Selected excerpt:
• • • •
Not all “Soft White” is equal

Whenever there is an article published on blue light, someone will leave a ignorant comment. Usually they are saying that the article is total crap because LEDs are now available in soft colors. What they don’t know is that visible light can differ dramatically even if it appears to be the same. Take a close look at this chart from the Department of Energy. It compares the light spectrum from four different 2700K “soft white” light sources. Halogen, compact fluorescent, and two types of LEDs.

Same color - Different Spectrum

We can see the dramatic difference between the halogen incandescent and all the others. Notice the peak in the blue part of the spectrum for both types of LED lamps. You’ll also notice that incandescent lamps put out huge amounts of red and infrared light. Visually they are very similar but dramatically different “under the hood”.

Non-visual Receptors

Your eyes contain specialized receptors (Photosensitive retinal ganglion cells) that provide no visual information. They send information about the amount of blue light in the environment. This information is reported to the suprachiasmatic nuclei (SCN). Also known as the body’s Master Clock. These receptors are stimulated by all light but are vastly more sensitive to blue light. Light intensity and color spectrum calibrate the body’s master clock. Interesting fact: There are people who are completely blind that still have perfectly functioning retinal ganglion cells. Dispite having no vision, their eyes are taking in information on lighting conditions!
• • • •
(Entries from a data collection)
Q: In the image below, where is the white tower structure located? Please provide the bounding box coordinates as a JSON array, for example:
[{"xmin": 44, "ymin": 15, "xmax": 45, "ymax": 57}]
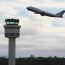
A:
[{"xmin": 4, "ymin": 19, "xmax": 21, "ymax": 65}]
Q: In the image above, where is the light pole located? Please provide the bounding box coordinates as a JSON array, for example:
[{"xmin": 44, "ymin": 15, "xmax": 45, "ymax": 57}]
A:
[{"xmin": 4, "ymin": 19, "xmax": 21, "ymax": 65}]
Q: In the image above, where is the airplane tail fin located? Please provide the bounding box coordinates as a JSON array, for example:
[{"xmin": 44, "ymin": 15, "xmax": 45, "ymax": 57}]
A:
[{"xmin": 56, "ymin": 10, "xmax": 65, "ymax": 17}]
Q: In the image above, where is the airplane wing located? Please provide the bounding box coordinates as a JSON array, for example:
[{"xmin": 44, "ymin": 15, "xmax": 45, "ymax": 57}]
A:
[{"xmin": 27, "ymin": 6, "xmax": 43, "ymax": 14}]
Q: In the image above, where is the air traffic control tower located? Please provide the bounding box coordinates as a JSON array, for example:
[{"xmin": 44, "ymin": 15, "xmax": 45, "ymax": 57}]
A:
[{"xmin": 4, "ymin": 19, "xmax": 21, "ymax": 65}]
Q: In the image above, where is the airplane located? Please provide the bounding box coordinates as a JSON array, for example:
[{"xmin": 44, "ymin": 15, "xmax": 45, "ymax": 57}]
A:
[{"xmin": 27, "ymin": 6, "xmax": 65, "ymax": 18}]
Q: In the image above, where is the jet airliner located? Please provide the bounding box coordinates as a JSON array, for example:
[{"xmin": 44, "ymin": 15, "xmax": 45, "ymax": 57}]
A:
[{"xmin": 27, "ymin": 6, "xmax": 65, "ymax": 18}]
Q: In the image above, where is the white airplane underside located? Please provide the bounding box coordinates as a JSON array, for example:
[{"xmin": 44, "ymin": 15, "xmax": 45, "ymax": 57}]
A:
[{"xmin": 27, "ymin": 6, "xmax": 65, "ymax": 17}]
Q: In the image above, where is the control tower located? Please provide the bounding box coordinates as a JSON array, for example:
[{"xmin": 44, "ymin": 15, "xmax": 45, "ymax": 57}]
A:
[{"xmin": 4, "ymin": 19, "xmax": 21, "ymax": 65}]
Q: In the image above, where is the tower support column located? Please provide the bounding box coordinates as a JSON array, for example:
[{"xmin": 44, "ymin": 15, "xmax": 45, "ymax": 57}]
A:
[{"xmin": 8, "ymin": 38, "xmax": 16, "ymax": 65}]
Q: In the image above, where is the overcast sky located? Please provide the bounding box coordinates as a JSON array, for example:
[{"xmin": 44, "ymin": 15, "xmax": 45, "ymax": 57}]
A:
[{"xmin": 0, "ymin": 0, "xmax": 65, "ymax": 57}]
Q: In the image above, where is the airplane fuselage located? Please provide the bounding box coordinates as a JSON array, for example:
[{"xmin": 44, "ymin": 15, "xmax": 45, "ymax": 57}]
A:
[{"xmin": 27, "ymin": 6, "xmax": 62, "ymax": 17}]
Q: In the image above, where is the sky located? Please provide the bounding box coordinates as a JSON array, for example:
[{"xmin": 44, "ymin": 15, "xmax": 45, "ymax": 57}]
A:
[{"xmin": 0, "ymin": 0, "xmax": 65, "ymax": 57}]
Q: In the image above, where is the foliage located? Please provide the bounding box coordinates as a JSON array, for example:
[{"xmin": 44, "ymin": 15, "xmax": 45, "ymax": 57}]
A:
[{"xmin": 0, "ymin": 56, "xmax": 65, "ymax": 65}]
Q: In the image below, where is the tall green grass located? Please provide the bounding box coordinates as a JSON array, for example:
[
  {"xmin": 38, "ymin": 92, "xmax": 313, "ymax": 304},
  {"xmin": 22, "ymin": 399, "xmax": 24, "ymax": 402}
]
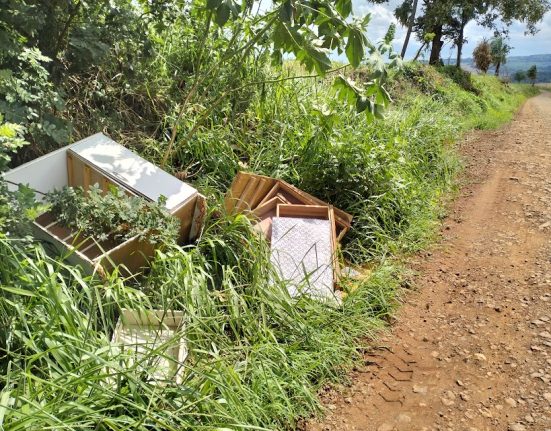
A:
[{"xmin": 0, "ymin": 65, "xmax": 531, "ymax": 430}]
• • • •
Work request A: Transcribe the passage on soft white light from "Non-visual Receptors" to "on lighting conditions!".
Work request B: Pick up the passage on soft white light after its final sentence and carry it forward.
These entries were drawn from a separate source.

Output A:
Non-visual Receptors

Your eyes contain specialized receptors (Photosensitive retinal ganglion cells) that provide no visual information. They send information about the amount of blue light in the environment. This information is reported to the suprachiasmatic nuclei (SCN). Also known as the body’s Master Clock. These receptors are stimulated by all light but are vastly more sensitive to blue light. Light intensity and color spectrum calibrate the body’s master clock. Interesting fact: There are people who are completely blind that still have perfectly functioning retinal ganglion cells. Dispite having no vision, their eyes are taking in information on lighting conditions!

Output B:
All things being equal, CFLs and LEDs stimulate your retinal ganglion cells more than incandescent lamps. This is a problem.

Black-Body Radiation

Though out all the millions of years of life on earth, lighting came from back body radiation. The sun. You know what else is a black-body radiator? Incandescent lamps and fire.

Black-body radiation is electromagnetic radiation emitted from heat. Part of that radiation is visible light. A much greater portion is infrared light. You can read more about black-body radiation on Wikipedia.

If we do away with incandescent lighting, our only significant exposure to far-red infrared light will be from the sun. Unfortunately we spend a most of our lives indoors. That is not likely to change any time soon.

The question is: What are the consequences of removing far-red and infrared light from our environment?